SELECTED EXTRACT.
◇ ◇ ◇ ◇
The OMC logically serves as the memory controller. It can be either a dedicated CPU thread, as in software managed caches [1], or implemented as hardwired logic [20, 29, 82], or an embedded, programmable micro-controller chip [6, 70].

We emphasize that NVOverlay's hardware additions, such as OID tagged lines, are of general usefulness in many other areas such as transactional memory [79]. Besides, Page Overlay's broad user scenario also enables potentially many novel use cases to be explored once it is deployed.

**Runtime DRAM Overhead:** Each 64 byte line in the DRAM is tagged with 16 bit OID, incurring a DRAM overhead of at most 3.2%. The OID tracking granularity can also be larger than 64 bytes. For example, the OMC may only reserve 16 OID tags for each 4KB DRAM row, lowering tagging overhead to less than 0.8%. In this case, each OID will be shared by a "super block" of 4 cache lines. The existing OID is only updated if the incoming OID is larger.

**Runtime NVM Overhead:** NVM pages are used for storing both the working set and  $M_{master}$ . Unlike previous shadow paging proposals where a worst-case 2x space overhead is possible [10, 65, 82], NVOverlay allows users to make a trade-off between write amplification and storage by setting a space overhead threshold. If the number of in-use pages exceeds this threshold, OMC will suspend adding new versions, and immediately start version compaction to reclaim storage.

Scaling to Large NVM Arrays: On future NVM platforms, the storage density of which is expected to be higher than DRAM, NVOverlay's OMC-based MNM design is also expected to scale to large NVM arrays. On such systems, multiple memory controllers may co-exist, each responsible for serving

requests on an address partition. Each OMC maintains its own instance of overlays and of  $M_{master}$  for the address partition. One OMC is selected as the master, which maintains the *minver* array for all VDs, which will send their epoch updates to the master.

#### VI. EXPERIMENTAL FRAMEWORK

#### A. Simulation Environment

Our evaluation uses zsim [67], a Pin-based [48] simulator featuring fast, cycle-accurate multicore simulation. We implemented NVOverlay as a separate module without changing the existing coherence protocol. Table II shows the configuration of the simulated system.
◇ ◇ ◇ ◇
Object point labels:
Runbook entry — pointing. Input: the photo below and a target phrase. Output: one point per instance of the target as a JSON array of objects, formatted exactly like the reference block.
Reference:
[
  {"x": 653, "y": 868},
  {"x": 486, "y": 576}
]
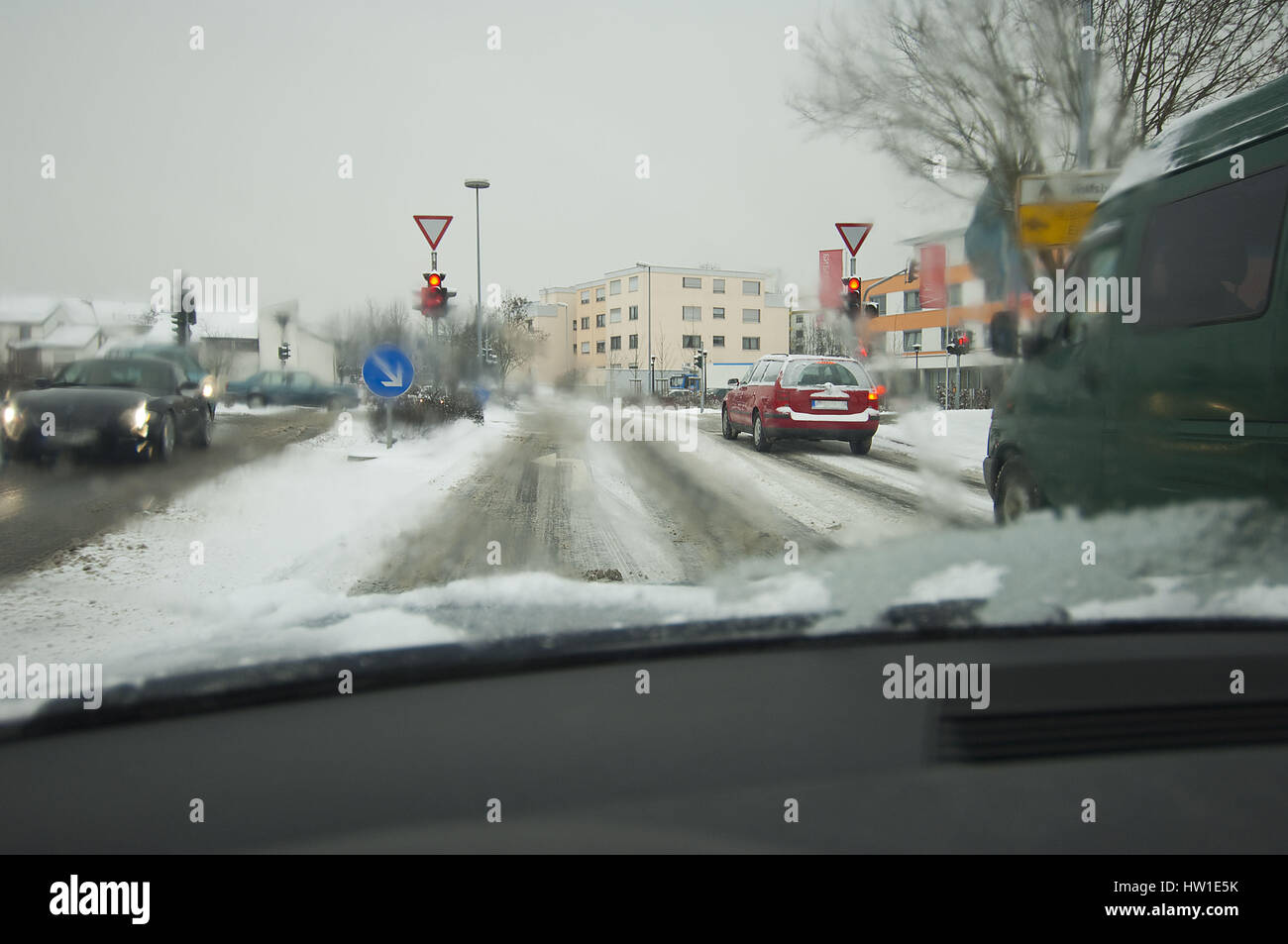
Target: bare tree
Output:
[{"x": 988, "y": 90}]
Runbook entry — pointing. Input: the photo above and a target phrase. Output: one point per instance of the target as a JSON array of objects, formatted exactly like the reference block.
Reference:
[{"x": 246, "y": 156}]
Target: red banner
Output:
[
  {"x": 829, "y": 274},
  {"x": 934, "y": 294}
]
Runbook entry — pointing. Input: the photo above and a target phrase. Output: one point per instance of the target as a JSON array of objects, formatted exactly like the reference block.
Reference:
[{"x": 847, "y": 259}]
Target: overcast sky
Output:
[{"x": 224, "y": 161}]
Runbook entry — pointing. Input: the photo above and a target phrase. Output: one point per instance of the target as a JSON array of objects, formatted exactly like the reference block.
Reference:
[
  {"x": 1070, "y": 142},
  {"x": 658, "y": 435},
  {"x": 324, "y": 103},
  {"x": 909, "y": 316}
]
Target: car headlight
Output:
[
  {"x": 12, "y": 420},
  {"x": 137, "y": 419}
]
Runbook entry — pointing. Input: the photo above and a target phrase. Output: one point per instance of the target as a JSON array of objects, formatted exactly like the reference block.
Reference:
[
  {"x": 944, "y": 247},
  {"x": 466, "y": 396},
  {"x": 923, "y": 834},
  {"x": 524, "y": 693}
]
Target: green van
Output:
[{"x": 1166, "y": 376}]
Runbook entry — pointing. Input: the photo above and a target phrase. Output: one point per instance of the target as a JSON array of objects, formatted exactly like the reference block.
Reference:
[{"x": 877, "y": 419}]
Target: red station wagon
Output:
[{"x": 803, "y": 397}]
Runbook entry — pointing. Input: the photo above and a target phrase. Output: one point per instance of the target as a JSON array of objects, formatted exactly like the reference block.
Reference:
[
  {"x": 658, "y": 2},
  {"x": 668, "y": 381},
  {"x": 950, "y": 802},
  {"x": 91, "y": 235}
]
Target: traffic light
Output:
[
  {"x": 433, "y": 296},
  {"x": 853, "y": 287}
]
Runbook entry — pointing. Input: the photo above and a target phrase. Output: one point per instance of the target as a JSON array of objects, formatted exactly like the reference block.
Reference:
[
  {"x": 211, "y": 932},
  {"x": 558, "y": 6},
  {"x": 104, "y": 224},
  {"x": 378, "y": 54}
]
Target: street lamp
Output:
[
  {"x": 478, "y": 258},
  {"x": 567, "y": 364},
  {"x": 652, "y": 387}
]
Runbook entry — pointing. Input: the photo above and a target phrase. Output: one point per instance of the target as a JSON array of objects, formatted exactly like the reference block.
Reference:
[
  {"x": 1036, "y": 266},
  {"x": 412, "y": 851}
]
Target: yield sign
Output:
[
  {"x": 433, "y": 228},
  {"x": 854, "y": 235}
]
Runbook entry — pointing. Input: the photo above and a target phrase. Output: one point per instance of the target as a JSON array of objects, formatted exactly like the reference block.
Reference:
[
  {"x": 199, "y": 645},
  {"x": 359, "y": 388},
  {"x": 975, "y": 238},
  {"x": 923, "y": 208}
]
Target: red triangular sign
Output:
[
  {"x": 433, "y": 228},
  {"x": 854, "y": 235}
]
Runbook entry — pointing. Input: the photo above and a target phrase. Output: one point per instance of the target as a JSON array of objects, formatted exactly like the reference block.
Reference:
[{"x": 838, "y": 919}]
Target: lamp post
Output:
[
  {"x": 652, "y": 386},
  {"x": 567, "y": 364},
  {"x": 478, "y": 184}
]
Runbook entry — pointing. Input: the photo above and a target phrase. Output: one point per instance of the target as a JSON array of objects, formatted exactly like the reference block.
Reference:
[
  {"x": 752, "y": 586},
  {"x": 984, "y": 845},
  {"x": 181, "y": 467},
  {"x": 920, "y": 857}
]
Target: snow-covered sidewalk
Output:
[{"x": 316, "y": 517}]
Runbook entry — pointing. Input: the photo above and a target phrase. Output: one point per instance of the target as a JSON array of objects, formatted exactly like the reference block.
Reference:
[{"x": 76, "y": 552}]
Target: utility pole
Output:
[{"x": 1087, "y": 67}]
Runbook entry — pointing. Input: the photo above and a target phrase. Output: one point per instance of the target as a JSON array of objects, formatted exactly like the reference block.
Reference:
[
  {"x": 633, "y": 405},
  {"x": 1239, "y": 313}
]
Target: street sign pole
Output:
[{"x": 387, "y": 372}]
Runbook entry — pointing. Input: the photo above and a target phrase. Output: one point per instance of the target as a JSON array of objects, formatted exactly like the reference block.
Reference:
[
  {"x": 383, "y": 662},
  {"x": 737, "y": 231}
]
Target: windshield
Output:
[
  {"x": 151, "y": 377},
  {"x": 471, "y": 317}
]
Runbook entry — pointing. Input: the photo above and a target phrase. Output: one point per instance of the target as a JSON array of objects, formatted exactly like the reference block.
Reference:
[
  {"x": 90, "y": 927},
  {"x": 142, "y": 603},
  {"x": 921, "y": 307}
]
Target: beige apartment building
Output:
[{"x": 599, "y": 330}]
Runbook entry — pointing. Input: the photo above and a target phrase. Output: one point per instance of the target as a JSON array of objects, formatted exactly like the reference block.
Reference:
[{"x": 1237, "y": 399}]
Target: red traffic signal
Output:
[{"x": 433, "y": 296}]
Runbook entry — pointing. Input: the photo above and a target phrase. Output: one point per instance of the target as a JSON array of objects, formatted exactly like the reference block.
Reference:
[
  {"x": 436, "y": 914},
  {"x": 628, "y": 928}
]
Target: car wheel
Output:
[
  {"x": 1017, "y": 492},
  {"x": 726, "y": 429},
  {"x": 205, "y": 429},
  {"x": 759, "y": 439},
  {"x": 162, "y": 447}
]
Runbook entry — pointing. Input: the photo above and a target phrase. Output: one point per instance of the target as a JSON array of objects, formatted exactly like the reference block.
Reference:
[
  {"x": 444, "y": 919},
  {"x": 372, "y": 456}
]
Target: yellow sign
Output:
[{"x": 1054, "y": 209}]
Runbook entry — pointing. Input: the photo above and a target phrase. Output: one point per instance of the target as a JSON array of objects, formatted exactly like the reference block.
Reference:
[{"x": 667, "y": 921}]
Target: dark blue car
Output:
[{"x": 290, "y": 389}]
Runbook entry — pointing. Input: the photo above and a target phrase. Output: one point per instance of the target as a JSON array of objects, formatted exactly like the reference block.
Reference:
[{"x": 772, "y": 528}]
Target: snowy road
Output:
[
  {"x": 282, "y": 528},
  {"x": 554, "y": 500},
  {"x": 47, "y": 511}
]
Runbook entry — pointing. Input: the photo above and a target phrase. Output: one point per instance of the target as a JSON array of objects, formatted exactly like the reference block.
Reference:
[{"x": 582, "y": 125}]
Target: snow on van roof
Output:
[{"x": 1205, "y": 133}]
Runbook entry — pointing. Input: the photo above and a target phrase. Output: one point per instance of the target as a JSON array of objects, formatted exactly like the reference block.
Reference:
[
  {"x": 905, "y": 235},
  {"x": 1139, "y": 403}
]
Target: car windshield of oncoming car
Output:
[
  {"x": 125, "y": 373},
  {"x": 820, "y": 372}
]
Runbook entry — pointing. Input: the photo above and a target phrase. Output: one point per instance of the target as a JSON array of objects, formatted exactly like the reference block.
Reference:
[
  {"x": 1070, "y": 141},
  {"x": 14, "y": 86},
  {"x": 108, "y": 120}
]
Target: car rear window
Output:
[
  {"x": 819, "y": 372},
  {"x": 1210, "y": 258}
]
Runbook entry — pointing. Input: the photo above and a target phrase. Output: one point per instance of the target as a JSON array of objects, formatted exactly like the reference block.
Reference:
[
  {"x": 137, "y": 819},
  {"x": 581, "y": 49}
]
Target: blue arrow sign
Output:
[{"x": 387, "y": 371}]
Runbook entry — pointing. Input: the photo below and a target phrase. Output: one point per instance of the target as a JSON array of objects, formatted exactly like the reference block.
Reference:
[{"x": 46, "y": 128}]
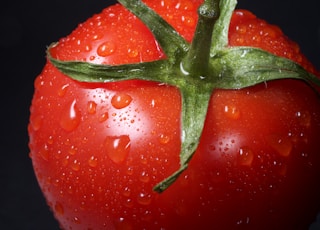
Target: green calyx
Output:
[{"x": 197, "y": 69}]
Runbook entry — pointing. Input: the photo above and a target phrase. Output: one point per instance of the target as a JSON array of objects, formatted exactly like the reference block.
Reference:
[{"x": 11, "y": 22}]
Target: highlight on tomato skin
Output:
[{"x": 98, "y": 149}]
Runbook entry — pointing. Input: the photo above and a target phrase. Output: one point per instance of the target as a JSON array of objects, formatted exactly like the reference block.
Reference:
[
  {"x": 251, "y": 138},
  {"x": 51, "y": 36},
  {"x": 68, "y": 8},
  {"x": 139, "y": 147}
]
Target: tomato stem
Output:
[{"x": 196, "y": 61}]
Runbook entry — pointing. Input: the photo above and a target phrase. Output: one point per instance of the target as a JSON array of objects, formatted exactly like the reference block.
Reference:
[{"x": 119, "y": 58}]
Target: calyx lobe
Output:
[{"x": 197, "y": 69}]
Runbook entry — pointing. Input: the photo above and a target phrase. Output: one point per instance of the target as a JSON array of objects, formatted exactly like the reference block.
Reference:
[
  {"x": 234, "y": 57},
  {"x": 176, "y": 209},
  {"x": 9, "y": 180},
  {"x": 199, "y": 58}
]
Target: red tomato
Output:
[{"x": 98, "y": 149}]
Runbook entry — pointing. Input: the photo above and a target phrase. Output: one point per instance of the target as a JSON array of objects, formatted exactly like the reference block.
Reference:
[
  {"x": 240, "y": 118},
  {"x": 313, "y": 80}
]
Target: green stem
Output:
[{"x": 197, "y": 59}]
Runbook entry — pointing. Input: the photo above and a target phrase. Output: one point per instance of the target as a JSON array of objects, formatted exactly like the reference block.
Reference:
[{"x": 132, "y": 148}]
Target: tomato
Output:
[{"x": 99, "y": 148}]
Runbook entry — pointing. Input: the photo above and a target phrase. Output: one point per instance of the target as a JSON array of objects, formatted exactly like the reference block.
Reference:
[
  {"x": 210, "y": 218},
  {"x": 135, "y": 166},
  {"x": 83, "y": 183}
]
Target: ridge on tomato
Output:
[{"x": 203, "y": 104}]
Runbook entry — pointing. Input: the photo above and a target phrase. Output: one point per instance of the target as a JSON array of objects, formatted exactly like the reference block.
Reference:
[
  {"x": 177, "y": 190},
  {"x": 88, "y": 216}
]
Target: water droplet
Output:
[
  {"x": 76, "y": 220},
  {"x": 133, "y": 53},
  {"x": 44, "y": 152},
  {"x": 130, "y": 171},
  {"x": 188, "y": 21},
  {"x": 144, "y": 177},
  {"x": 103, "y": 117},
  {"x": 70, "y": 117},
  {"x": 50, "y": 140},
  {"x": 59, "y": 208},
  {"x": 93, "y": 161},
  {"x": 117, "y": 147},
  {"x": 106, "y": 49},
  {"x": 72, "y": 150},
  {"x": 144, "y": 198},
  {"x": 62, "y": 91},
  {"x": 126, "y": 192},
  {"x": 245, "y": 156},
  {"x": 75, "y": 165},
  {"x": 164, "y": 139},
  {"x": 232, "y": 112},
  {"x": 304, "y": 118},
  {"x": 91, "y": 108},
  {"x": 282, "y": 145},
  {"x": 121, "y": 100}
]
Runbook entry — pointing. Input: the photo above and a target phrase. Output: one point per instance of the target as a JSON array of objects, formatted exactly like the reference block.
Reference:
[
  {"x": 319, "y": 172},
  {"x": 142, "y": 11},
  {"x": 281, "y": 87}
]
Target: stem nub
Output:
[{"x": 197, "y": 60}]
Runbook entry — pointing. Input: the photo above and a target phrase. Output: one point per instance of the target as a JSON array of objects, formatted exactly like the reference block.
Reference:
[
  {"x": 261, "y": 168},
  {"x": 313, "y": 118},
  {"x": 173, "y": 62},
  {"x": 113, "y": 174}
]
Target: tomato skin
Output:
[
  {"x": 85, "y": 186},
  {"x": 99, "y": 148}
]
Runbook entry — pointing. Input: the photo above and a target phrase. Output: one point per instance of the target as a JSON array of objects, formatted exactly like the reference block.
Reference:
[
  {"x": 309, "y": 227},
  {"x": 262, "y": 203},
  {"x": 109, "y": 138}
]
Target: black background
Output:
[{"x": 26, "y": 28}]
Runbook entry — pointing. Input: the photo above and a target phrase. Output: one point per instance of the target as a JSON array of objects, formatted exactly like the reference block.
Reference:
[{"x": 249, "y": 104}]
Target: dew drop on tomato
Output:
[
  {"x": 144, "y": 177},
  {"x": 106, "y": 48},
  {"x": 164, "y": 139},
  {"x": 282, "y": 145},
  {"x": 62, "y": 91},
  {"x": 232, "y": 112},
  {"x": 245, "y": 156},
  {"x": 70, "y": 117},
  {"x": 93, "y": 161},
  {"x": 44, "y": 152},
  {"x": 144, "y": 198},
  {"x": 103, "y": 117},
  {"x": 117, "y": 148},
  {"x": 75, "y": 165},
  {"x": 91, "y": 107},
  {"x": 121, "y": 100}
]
◇ ◇ ◇ ◇
WHAT IS ASKED. From the NVOverlay excerpt above, reproduce word for word the passage starting at "Scaling to Large" and ending at "the simulated system.".

COMPLETE RESPONSE.
Scaling to Large NVM Arrays: On future NVM platforms, the storage density of which is expected to be higher than DRAM, NVOverlay's OMC-based MNM design is also expected to scale to large NVM arrays. On such systems, multiple memory controllers may co-exist, each responsible for serving

requests on an address partition. Each OMC maintains its own instance of overlays and of  $M_{master}$  for the address partition. One OMC is selected as the master, which maintains the *minver* array for all VDs, which will send their epoch updates to the master.

#### VI. EXPERIMENTAL FRAMEWORK

#### A. Simulation Environment

Our evaluation uses zsim [67], a Pin-based [48] simulator featuring fast, cycle-accurate multicore simulation. We implemented NVOverlay as a separate module without changing the existing coherence protocol. Table II shows the configuration of the simulated system.